§ **Consegna**:
Prosegui il testo riportato più sotto sull'espressione «Ok boomer», riprendendo subito dopo l'ultima frase.

§ **Estratto del documento**:
Ti è capitato di dire una di queste frasi di recente? Beh, se ne hai pronunciata una o più, ho una brutta notizia per te: potresti essere boomer! Forse te l’hanno già detto i/le tuoi/tue figli/e, o i/le tuoi/tue nipoti, o i/le tuoi/tue giovani alunni/e ma sei sicuro/a di sapere cosa significa “boomer”?

Curiosità

Ok boomer! Da dove nasce e cosa vuol dire? Questa espressione è diventata espressione della protesta delle nuove generazioni verso chi le accusa di poca motivazione, poca voglia di mettersi in gioco e poco spirito di adattamento. Serve a chiudere la conversazione, indicando un rifiuto di accettare o discutere il punto di vista dell’altro, percepito come assurdo o poco sensibile alle problematiche delle nuove generazioni.

(Voci da un insieme di annotazioni a punti)

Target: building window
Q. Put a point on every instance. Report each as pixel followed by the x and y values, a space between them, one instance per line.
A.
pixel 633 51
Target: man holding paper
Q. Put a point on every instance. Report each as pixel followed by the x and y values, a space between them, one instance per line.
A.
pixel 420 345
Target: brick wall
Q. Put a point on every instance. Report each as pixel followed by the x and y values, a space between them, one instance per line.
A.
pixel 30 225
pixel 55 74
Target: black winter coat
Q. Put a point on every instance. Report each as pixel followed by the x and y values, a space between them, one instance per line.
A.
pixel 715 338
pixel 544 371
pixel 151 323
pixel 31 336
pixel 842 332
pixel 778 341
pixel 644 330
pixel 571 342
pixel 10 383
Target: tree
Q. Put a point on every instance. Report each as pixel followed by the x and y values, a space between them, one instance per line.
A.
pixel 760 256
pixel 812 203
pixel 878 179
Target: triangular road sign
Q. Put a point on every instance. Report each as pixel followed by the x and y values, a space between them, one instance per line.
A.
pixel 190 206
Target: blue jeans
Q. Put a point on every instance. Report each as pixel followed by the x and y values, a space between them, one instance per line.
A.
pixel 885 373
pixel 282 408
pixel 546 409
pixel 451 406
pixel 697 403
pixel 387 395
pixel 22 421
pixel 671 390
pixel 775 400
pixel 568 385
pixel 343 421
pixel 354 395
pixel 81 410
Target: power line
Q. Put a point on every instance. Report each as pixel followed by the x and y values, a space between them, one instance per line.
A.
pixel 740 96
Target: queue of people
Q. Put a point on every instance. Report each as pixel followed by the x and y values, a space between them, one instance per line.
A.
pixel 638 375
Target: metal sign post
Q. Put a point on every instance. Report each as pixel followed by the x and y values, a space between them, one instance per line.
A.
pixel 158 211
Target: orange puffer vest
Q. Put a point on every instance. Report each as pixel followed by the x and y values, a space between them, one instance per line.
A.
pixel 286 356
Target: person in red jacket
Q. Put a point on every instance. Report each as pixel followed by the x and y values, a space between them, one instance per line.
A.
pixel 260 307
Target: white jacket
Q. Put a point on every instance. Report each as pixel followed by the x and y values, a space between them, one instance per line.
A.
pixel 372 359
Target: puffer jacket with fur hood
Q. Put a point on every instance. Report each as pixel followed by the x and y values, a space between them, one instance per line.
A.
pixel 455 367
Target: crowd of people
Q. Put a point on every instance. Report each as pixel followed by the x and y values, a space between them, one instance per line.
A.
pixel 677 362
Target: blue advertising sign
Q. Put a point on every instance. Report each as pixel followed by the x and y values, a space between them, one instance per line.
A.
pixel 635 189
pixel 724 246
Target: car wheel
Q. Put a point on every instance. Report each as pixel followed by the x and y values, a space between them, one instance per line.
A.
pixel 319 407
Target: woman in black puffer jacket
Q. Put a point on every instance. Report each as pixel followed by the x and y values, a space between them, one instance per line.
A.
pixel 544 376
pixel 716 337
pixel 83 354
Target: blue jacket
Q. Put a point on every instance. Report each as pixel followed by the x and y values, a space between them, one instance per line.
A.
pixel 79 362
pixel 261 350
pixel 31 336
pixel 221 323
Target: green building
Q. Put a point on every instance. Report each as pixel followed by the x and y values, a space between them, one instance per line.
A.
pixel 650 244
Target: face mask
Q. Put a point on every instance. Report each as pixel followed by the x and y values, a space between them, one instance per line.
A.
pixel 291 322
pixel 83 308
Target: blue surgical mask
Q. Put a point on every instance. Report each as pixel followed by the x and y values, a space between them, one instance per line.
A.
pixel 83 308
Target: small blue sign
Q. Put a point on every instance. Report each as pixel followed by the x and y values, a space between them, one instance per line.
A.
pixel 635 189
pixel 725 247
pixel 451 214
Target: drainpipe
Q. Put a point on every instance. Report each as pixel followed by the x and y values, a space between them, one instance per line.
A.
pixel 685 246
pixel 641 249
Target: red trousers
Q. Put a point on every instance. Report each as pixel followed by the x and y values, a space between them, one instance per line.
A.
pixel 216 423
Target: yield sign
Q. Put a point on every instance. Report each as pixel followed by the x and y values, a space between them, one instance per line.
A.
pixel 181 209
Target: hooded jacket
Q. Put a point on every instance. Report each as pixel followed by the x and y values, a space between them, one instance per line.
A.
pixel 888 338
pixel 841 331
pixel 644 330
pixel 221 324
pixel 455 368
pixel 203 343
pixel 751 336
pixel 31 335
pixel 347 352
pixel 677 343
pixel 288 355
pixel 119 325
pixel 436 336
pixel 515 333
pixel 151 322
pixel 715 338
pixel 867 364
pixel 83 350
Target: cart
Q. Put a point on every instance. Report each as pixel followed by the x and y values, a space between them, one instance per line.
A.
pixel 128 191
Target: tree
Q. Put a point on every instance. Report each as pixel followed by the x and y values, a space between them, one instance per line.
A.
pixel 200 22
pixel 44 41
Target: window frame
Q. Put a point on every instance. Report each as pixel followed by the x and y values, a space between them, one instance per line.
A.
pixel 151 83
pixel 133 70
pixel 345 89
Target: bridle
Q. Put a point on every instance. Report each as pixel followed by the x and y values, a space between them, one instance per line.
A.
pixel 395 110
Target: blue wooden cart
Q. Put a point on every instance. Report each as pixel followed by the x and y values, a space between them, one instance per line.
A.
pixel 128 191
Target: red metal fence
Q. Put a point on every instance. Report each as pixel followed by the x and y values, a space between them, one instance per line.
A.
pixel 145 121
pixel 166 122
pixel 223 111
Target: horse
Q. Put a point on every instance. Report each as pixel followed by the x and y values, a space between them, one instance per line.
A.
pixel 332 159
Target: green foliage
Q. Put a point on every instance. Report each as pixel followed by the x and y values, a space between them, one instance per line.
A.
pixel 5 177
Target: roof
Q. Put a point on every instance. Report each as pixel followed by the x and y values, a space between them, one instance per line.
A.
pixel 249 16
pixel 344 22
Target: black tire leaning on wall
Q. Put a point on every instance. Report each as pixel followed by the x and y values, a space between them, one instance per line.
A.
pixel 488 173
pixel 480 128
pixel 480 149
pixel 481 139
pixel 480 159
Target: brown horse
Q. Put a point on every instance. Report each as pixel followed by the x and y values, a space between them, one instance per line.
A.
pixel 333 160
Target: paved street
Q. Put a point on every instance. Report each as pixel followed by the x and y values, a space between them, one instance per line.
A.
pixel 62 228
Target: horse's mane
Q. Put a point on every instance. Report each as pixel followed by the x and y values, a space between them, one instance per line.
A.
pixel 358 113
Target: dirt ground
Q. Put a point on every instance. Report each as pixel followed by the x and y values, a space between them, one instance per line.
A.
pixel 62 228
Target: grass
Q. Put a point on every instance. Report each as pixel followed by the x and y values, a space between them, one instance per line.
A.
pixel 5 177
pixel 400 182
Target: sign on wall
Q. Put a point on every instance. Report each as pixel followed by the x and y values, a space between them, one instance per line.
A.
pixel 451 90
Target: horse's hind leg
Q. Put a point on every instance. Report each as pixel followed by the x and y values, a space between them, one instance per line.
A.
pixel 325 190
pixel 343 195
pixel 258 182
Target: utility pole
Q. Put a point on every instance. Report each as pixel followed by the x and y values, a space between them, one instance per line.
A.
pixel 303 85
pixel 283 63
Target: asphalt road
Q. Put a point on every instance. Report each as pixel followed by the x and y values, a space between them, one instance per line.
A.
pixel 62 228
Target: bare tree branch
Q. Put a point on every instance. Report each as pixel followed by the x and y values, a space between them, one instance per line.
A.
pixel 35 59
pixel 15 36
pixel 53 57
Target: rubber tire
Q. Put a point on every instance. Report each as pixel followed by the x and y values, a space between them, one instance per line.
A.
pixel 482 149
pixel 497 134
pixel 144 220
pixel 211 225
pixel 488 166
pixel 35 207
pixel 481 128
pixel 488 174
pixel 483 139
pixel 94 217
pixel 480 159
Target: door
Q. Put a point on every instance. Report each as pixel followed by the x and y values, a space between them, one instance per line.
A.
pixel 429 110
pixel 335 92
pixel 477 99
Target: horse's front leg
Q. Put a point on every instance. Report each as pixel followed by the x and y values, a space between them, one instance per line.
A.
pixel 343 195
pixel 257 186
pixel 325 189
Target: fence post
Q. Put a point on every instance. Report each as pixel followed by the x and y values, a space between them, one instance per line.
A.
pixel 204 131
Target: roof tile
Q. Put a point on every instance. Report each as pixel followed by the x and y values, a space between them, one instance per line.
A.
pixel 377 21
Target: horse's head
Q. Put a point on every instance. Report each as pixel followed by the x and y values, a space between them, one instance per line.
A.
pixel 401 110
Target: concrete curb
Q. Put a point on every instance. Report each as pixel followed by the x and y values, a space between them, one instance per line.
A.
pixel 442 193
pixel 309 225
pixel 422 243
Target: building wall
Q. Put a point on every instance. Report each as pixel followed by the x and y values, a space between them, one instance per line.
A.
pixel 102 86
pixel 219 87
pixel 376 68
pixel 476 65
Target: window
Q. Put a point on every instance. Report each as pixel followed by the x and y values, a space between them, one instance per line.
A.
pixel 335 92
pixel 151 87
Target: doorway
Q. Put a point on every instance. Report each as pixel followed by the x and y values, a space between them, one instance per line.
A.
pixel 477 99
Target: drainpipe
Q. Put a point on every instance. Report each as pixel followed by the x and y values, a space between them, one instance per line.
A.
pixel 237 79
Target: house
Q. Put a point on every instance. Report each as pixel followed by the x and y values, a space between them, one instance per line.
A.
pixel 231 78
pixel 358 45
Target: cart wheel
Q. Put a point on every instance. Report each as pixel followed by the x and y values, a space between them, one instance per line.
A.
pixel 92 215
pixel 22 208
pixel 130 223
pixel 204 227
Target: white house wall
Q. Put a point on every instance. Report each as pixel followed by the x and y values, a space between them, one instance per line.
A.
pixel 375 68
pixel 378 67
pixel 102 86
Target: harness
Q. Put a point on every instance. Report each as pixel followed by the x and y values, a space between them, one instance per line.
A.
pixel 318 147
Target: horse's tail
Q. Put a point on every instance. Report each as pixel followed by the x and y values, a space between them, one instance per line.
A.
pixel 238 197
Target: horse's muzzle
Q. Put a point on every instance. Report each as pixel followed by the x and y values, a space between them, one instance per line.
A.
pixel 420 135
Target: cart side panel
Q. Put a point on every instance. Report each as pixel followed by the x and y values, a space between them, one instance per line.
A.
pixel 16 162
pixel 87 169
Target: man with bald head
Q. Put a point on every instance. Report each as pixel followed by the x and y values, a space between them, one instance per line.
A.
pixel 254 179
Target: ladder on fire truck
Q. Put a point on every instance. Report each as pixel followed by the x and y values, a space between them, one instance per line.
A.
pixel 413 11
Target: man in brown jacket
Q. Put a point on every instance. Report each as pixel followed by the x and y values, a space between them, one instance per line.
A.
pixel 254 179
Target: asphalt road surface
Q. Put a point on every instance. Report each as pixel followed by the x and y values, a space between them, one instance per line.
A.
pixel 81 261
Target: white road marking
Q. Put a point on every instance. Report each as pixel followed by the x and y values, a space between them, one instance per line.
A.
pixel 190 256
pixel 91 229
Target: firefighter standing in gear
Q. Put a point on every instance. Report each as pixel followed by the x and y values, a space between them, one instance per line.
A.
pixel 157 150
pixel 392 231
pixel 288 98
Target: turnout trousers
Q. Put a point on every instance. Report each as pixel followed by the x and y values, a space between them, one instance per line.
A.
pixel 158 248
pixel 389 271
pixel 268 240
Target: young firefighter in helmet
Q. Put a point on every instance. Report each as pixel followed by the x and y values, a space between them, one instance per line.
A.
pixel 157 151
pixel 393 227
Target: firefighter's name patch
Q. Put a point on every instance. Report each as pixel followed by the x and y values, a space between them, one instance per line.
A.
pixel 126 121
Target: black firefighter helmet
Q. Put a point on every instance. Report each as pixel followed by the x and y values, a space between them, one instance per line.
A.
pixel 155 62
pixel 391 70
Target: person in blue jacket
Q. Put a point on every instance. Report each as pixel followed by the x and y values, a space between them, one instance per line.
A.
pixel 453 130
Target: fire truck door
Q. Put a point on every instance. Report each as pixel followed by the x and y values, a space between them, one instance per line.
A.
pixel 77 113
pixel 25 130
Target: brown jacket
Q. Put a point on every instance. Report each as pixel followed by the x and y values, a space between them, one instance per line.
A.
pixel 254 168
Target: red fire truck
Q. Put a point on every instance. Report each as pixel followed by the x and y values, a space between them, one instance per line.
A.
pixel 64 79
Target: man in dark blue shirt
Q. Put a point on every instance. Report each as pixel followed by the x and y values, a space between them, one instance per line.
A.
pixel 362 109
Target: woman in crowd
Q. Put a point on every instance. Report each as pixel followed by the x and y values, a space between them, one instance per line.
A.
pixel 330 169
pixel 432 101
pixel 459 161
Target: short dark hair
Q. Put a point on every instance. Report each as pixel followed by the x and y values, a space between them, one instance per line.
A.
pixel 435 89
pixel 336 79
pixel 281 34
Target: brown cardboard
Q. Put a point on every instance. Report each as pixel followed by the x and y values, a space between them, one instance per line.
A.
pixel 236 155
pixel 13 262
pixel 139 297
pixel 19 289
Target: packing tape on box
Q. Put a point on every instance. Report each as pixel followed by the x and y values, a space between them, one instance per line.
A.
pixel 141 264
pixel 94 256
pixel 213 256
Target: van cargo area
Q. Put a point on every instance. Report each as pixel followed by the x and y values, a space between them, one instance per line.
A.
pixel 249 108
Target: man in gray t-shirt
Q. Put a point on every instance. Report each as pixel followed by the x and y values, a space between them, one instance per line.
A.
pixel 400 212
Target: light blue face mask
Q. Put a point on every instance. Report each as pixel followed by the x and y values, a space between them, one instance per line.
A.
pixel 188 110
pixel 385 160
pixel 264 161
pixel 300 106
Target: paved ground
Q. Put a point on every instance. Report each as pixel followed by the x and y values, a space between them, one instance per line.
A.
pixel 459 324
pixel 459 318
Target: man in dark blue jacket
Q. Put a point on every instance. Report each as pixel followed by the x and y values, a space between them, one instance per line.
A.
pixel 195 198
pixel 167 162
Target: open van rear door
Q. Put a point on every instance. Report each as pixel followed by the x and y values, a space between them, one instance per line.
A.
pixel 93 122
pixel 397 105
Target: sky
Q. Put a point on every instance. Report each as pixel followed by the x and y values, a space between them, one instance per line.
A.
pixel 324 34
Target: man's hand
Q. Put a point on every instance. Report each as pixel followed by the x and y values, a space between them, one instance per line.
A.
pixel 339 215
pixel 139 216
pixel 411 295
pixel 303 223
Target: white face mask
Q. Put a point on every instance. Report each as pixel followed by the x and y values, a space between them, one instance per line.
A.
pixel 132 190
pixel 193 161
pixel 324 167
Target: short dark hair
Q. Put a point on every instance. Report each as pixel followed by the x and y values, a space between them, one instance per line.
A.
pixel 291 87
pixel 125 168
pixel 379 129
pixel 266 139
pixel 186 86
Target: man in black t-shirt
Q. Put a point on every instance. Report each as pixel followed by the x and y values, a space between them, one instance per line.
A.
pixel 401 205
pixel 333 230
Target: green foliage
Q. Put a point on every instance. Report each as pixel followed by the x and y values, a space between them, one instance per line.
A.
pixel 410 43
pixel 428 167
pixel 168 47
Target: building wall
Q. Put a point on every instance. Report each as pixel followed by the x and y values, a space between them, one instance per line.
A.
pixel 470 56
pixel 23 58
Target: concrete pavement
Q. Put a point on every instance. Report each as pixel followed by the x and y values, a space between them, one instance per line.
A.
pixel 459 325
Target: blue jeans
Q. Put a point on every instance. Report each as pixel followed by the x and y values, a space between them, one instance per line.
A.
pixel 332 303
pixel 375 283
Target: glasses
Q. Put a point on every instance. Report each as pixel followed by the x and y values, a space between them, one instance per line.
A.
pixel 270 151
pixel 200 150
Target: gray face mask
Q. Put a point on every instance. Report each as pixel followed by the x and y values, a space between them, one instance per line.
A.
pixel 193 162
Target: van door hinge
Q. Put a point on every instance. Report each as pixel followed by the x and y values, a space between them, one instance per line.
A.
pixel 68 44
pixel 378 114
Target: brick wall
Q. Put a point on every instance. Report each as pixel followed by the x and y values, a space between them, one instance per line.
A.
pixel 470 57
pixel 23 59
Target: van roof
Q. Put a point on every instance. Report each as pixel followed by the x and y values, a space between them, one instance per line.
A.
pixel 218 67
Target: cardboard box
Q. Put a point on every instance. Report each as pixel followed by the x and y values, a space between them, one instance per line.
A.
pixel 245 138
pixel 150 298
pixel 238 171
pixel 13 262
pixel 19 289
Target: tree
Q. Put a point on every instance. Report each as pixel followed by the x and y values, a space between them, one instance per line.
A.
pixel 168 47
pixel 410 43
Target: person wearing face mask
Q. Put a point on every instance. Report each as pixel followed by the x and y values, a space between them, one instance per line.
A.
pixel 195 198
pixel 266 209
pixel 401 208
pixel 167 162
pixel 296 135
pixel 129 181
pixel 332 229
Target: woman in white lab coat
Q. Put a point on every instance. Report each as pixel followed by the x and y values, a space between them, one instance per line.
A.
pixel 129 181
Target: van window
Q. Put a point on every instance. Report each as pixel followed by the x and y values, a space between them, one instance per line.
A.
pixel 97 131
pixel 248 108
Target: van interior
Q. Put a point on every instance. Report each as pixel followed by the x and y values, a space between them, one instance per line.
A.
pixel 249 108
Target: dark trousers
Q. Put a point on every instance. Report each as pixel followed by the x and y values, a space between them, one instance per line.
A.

§ **Risposta**:
Definizione di Boomer

Se andiamo a cercare sul Dizionario per boomer, nella sezione “rappresentazione”, troviamo questa definizione: Boomer è la «forma abbreviata di “baby boomer” […]. Oggi indica generalmente qualcuno o qualcuna che è rimasto indietro rispetto alla contemporaneità, che non sente dunque la necessità di stare al passo con i tempi e che, a differenza di quanto potremmo pensare, non coincide necessariamente con un’età anagrafica precisa.

È soprattutto il suo atteggiamento superbo, giudicante e sprezzante nei confronti delle generazioni più giovani a caratterizzare la sua natura» (B. Cristalli, “Dizionario per boomer. Capire le parole delle nuove generazioni”, p. 59).

Oltre l’età anagrafica

La definizione che viene data dall’autrice del dizionario, Beatrice Cristalli (linguista, ma anche consulente in editoria scolastica per Mondadori Education e Rizzoli Education, e formatrice), fa capire come essere boomer implica un atteggiamento specifico che va molto oltre la semplice età anagrafica.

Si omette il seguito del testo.